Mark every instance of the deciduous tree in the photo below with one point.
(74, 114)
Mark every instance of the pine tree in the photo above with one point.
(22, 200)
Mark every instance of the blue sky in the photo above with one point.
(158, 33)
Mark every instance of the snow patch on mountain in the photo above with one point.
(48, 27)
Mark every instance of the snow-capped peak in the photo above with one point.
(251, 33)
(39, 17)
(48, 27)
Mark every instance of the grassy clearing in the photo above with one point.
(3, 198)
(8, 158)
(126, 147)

* * *

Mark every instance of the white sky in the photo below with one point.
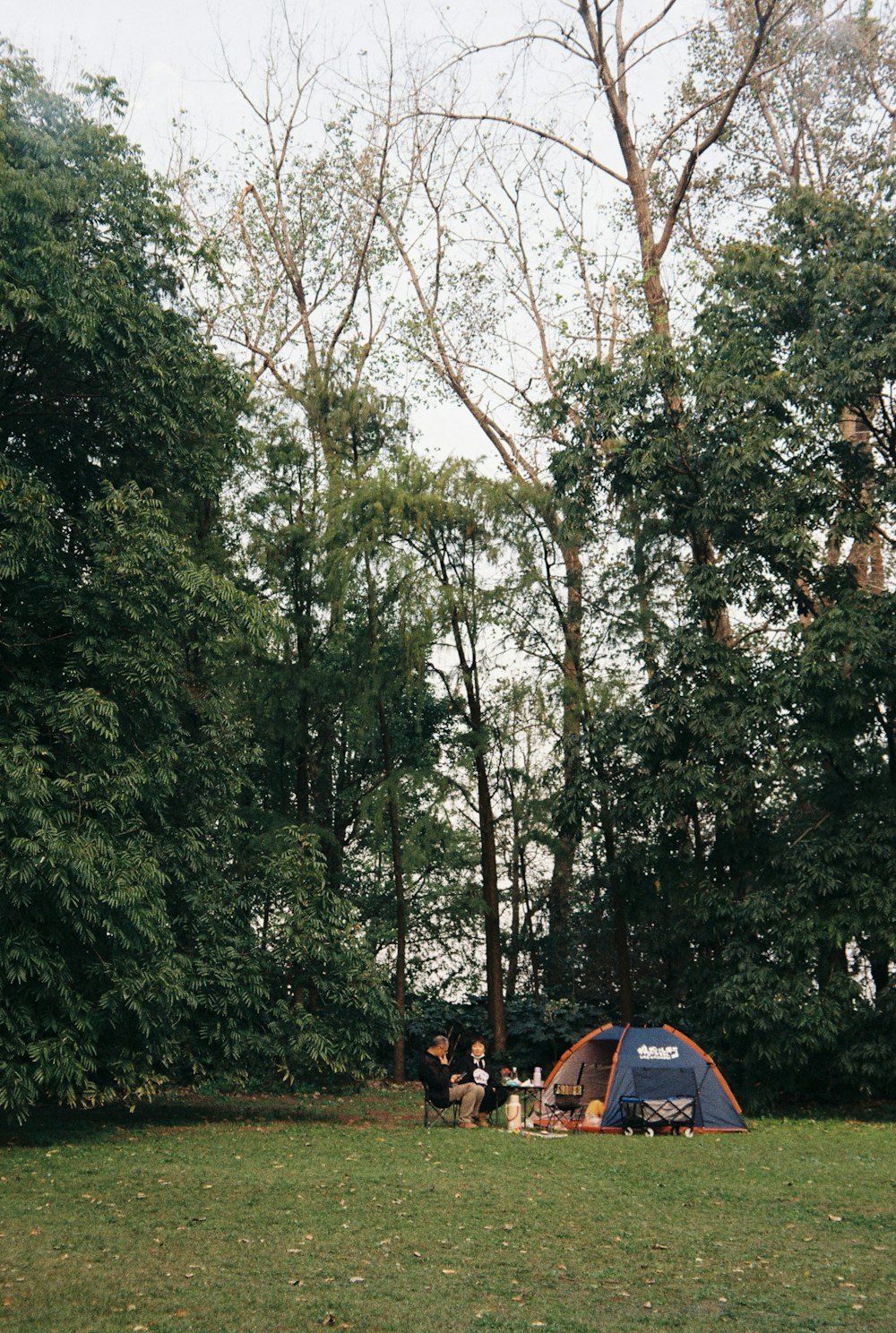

* _Task goal_: Copy every line of the data above that contains the string "tree". Case matters.

* _Full answer_:
Mark every instance of the deciduous tree in the photo below with one point.
Mark every instance of the pine tree in the photo above with one point.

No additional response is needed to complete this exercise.